When Cancer Fights Back
October 1, 2018
Breast cancer can stay in remission for many years, thanks to effective drugs like tamoxifen. But sometimes breast cancer reappears. A new drug under study at UT Southwestern holds promise for people who are facing recurrent breast cancer. The drug might be able to step in when tamoxifen and other drugs like it stop working.
Here’s what happens. For about 80 percent of people with breast cancer, the cancer is estrogen-sensitive. That means the cancer needs estrogen – a hormone produced by the ovaries, fat, and skin – to grow. Doctors typically prescribe hormone therapies such as tamoxifen that deprive the cancer cells of estrogen. These medications work by attaching to a protein on the cancer cells that is called the estrogen receptor. With the medication blocking this protein, the estrogen can’t enable the cancer cells to grow, so the cells can’t use the estrogen to drive growth. “We know that the best way to target cancer cells is to get rid of the estrogen,” says Ganesh V. Raj, M.D., Ph.D., Co-Leader of the Experimental Therapeutics Scientific Program at UT Southwestern’s Simmons Comprehensive Cancer Center.

# [EXERCISES]
#1 According to the breast cancer article, for about what share of people with breast cancer is the cancer estrogen-sensitive?
#2 Can you continue the breast cancer article, picking up right after its last sentence?

# [INFORMATION]
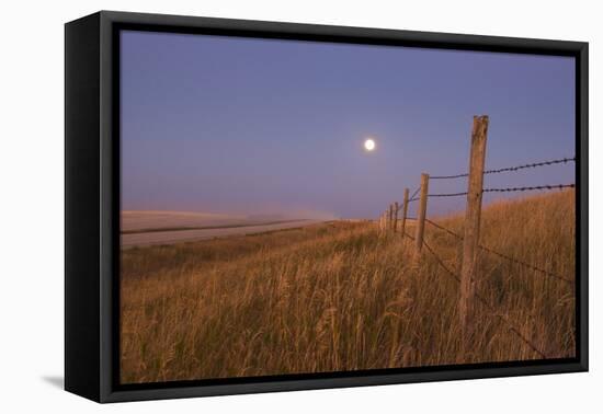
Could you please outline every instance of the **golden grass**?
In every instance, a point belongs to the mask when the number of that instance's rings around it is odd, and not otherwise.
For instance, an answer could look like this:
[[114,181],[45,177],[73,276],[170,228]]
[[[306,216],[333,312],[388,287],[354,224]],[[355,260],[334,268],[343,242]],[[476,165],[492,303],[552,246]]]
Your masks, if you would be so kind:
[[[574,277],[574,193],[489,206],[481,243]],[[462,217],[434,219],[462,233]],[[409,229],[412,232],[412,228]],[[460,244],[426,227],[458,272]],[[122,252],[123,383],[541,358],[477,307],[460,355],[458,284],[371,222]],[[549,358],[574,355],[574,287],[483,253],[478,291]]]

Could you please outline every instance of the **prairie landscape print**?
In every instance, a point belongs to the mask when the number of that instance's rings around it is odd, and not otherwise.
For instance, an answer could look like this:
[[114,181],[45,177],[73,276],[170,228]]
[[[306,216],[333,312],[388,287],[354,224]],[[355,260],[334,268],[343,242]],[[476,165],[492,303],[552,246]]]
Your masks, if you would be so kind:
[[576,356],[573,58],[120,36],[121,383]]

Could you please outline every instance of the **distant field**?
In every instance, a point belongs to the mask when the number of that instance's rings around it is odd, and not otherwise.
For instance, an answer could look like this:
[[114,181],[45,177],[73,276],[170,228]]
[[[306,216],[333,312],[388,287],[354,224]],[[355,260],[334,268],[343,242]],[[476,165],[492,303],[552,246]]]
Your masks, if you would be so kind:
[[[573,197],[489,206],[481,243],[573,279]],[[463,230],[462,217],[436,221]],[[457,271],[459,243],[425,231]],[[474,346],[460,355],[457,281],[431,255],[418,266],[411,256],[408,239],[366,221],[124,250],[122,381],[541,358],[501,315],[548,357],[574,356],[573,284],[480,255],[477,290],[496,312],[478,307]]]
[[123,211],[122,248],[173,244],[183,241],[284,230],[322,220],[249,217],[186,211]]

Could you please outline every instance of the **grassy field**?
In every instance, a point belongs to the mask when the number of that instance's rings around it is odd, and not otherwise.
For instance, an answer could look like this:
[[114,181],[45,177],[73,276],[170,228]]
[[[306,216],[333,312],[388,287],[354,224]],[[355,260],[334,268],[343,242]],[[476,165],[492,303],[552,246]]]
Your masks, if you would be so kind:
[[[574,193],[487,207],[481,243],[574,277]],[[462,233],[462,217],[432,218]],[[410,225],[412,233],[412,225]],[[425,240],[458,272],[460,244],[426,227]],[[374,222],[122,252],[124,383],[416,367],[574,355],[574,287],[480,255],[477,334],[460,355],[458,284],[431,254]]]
...
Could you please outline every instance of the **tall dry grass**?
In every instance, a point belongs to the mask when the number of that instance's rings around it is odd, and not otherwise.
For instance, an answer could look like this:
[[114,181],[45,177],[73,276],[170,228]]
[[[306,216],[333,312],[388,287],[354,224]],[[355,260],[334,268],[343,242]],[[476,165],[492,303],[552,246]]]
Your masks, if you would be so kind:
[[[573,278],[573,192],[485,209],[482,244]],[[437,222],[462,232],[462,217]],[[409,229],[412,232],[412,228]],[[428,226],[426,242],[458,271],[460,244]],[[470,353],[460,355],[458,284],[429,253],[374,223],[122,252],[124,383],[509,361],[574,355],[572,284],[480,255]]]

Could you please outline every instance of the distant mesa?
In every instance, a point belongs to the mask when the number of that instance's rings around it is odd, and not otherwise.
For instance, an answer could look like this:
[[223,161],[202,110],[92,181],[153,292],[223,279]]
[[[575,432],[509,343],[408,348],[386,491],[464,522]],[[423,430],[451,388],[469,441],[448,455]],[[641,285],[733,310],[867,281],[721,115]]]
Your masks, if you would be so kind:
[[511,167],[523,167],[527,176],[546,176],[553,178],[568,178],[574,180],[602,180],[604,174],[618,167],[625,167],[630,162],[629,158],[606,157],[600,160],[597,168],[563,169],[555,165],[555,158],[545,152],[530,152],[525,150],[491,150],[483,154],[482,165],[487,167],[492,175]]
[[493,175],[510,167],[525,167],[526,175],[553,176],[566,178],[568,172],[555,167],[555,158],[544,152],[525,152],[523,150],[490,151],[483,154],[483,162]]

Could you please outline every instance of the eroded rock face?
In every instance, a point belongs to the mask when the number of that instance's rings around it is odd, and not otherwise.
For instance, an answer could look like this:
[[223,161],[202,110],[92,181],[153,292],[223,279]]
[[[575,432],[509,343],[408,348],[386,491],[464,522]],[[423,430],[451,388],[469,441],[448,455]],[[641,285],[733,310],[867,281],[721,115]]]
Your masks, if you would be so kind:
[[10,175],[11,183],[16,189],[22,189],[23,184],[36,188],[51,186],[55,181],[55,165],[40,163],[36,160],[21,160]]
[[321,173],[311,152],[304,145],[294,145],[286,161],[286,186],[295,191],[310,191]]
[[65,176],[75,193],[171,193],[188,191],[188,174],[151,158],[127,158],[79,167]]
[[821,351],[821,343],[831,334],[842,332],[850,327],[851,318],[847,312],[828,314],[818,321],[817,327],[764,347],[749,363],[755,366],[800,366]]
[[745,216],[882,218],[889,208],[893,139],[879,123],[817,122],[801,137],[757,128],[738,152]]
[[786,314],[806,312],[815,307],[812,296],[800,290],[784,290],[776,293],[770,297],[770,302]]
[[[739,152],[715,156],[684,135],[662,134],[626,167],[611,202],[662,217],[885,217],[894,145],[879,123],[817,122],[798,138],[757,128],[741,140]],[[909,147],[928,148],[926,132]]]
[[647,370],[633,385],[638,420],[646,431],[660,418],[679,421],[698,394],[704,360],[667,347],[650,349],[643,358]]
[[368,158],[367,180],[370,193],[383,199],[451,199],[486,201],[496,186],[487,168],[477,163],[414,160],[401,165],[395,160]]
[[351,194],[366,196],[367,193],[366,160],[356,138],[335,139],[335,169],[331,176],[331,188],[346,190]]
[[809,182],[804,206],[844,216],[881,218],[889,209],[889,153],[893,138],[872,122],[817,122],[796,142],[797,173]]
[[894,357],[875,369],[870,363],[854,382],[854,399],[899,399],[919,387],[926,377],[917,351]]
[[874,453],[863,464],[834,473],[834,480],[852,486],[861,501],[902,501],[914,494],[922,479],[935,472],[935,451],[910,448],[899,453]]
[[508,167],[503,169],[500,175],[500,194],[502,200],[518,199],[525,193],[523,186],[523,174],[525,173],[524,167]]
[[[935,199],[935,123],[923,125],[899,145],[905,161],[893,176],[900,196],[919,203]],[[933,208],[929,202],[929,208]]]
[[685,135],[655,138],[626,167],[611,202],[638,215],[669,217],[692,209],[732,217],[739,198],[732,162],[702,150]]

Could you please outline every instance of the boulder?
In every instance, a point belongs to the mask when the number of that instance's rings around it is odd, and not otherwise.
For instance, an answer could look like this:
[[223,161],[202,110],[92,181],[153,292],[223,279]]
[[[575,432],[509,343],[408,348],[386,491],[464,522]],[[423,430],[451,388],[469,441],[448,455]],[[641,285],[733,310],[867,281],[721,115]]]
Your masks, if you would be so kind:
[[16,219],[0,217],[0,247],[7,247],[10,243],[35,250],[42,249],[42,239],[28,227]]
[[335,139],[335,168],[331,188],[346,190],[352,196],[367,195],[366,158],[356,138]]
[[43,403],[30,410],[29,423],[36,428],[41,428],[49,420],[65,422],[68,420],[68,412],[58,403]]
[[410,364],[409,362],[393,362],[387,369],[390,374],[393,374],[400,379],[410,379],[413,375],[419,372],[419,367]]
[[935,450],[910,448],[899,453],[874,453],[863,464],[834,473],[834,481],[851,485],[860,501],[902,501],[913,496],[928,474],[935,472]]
==
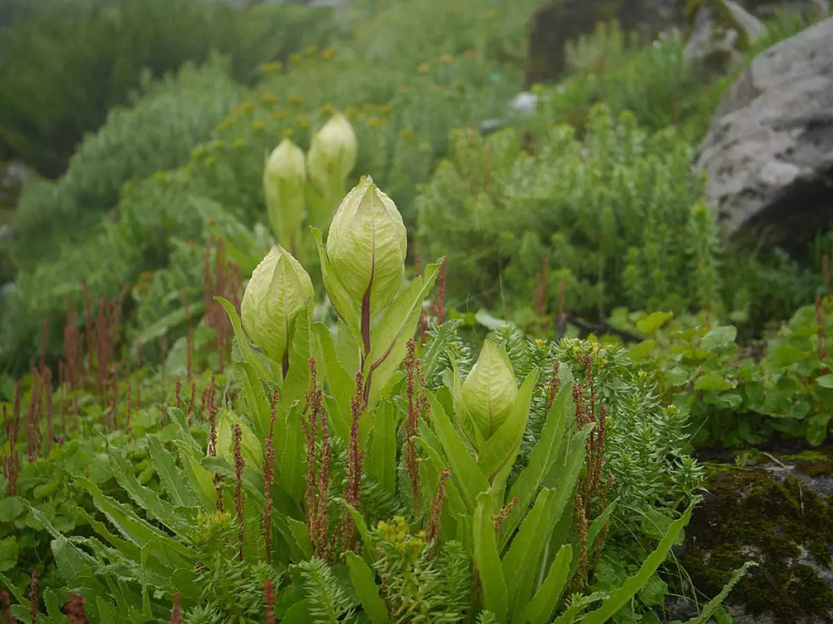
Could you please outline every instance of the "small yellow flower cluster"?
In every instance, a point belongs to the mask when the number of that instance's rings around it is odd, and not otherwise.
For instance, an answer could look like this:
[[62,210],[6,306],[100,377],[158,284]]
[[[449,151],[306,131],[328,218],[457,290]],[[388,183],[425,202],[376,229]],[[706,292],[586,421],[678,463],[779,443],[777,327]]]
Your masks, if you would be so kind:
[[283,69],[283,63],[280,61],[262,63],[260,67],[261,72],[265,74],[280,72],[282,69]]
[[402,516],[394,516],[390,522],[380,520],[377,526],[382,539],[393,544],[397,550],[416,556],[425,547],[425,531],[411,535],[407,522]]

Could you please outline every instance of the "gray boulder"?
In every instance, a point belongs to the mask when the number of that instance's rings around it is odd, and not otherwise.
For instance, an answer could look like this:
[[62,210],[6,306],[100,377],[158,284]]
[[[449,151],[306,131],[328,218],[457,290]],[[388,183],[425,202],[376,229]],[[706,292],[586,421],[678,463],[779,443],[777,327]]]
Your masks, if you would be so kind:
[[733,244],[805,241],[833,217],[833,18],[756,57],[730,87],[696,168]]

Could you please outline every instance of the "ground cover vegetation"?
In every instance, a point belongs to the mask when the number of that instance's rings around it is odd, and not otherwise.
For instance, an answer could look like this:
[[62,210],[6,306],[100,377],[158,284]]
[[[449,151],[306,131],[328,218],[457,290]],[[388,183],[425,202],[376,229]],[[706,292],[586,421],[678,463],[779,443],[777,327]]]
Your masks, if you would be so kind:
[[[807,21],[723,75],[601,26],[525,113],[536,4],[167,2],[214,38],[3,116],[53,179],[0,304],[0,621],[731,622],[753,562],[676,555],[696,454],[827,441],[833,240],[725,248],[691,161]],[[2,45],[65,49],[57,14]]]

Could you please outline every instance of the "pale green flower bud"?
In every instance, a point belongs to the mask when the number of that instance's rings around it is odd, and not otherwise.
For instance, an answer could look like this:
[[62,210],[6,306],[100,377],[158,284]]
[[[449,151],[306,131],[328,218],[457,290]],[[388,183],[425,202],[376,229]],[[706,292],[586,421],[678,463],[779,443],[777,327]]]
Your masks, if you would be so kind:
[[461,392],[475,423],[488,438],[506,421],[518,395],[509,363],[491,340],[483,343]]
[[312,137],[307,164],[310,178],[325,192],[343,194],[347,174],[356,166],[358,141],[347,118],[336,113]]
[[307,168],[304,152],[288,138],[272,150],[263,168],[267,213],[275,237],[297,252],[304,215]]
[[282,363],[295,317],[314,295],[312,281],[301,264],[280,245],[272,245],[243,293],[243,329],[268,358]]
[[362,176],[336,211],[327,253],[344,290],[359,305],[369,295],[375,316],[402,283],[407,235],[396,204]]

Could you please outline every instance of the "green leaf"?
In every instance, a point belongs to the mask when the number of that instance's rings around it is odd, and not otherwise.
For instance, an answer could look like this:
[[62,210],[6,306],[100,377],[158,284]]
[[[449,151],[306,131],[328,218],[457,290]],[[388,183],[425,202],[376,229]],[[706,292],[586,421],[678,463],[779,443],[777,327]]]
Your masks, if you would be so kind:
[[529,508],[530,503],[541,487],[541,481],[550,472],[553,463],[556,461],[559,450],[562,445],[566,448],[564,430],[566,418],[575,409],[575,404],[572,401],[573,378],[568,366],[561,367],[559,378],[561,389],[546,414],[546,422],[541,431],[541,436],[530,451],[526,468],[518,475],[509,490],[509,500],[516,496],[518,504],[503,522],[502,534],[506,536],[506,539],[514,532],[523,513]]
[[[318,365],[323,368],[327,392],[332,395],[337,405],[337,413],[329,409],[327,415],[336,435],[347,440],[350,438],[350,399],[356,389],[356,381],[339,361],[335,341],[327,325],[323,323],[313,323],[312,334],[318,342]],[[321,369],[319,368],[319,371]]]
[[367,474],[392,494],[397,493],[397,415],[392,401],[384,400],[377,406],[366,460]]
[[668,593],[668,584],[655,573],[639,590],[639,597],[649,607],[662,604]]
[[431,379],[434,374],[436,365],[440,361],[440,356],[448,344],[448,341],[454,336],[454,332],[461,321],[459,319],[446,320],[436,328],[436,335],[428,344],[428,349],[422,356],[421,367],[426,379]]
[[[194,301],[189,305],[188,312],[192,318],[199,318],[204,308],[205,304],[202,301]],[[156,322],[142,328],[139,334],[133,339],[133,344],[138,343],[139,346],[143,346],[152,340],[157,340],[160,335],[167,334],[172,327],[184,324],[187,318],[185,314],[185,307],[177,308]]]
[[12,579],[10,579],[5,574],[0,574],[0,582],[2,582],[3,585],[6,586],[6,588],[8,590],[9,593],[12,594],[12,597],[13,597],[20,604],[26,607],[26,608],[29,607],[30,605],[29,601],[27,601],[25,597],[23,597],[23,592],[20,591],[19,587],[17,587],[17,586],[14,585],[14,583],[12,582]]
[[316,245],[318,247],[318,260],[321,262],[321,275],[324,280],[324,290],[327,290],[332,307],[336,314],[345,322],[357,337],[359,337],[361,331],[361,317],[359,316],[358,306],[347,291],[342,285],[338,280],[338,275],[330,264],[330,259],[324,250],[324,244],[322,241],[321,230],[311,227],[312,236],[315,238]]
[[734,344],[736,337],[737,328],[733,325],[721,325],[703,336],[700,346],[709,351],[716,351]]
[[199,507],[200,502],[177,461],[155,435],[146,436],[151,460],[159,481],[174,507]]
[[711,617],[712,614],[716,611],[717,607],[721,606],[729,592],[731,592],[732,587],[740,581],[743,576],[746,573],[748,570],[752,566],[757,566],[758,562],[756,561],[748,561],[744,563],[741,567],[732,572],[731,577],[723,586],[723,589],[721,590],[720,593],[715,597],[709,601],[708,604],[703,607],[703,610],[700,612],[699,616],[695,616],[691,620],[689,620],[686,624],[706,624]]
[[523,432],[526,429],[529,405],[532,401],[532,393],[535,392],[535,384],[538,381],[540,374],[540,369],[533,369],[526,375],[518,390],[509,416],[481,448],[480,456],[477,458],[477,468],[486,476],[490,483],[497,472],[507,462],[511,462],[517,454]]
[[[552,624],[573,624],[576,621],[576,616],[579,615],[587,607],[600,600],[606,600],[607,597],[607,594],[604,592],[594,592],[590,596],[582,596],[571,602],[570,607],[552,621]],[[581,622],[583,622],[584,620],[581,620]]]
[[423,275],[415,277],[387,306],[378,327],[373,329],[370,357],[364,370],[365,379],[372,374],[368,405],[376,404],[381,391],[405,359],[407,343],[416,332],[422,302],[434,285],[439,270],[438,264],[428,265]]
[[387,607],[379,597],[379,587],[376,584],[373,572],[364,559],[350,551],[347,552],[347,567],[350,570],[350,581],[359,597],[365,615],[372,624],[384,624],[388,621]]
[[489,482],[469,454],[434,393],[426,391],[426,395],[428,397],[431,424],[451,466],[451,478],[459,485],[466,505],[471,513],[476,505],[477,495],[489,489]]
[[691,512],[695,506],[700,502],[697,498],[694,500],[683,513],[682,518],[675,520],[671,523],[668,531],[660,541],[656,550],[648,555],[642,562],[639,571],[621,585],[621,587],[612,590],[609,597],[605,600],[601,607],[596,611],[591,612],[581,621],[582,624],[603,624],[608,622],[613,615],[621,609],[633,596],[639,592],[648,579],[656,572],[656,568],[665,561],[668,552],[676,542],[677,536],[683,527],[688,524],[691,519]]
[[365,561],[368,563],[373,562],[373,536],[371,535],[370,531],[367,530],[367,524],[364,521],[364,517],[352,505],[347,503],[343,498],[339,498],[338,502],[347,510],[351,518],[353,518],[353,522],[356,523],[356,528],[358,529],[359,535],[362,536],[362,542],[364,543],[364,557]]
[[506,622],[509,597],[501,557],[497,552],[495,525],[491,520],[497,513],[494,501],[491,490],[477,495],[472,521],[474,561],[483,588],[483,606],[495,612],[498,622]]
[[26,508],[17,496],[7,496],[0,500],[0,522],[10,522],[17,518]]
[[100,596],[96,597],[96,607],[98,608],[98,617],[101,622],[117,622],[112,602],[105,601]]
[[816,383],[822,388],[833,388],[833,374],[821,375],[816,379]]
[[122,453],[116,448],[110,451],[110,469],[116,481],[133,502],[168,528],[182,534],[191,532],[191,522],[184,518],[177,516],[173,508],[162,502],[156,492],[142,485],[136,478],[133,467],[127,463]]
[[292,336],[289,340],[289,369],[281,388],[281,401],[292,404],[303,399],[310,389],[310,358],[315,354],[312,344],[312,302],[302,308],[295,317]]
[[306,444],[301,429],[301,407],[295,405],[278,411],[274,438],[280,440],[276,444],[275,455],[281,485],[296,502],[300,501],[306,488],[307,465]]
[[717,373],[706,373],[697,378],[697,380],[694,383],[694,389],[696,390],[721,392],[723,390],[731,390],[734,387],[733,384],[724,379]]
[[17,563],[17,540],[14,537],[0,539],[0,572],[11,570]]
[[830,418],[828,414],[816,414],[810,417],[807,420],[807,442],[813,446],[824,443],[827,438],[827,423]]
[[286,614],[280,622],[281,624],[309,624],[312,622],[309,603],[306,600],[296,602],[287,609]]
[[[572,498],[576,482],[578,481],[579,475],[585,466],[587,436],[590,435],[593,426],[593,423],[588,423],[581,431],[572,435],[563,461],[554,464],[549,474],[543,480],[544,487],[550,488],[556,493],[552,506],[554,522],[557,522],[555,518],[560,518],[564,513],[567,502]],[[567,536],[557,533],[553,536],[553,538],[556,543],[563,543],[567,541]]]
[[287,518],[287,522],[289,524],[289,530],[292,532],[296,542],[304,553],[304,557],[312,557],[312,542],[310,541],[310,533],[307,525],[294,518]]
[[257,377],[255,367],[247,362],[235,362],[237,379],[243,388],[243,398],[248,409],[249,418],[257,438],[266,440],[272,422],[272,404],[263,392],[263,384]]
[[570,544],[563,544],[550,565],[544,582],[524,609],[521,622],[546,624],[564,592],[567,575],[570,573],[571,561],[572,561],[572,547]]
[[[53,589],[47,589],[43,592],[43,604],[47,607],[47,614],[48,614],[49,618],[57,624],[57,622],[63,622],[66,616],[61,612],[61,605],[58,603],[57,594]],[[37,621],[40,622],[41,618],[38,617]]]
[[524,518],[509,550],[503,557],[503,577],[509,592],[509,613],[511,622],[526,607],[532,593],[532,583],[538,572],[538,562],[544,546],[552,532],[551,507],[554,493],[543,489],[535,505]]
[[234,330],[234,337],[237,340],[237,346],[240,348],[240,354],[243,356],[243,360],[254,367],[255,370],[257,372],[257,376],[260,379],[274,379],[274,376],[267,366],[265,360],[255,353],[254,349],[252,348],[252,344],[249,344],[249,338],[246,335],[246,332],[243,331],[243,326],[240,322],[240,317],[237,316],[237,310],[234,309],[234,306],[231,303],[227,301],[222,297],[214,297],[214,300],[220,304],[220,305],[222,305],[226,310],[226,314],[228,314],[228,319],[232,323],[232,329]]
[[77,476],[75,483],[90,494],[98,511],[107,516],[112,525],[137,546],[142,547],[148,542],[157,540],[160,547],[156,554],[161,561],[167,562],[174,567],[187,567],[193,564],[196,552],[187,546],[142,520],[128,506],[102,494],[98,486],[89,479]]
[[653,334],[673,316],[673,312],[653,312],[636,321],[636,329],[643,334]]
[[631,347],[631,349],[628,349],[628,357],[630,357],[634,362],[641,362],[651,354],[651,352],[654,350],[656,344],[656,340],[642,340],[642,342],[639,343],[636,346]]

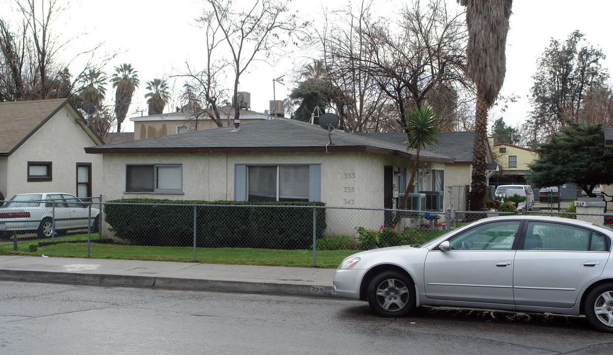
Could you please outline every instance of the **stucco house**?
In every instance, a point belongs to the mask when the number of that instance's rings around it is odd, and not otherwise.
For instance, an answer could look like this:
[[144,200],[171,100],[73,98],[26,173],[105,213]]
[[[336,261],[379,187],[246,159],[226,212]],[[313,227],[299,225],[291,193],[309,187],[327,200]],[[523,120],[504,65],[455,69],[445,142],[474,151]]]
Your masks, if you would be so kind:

# [ANSWER SET]
#1 About 80 percent.

#2
Breast cancer survivors can take drugs like tamoxifen for years – even decades – to stop the estrogen from connecting with the cancer cells. But eventually, in up to one-third of people, these cancers become resistant to the hormone therapy. Over time, the estrogen receptor in the cancer cells mutates and changes shape, and the medication no longer fits into the estrogen receptor. Estrogen can then slip into the receptor, once again fueling the cancer’s growth. When this change happens and cancer recurs, doctors try to fight it with other drugs or chemotherapy. But those treatments might not be effective or might trigger unpleasant and dangerous side effects. So for years, researchers have been looking for other ways to treat breast cancer that has become resistant to hormone therapy.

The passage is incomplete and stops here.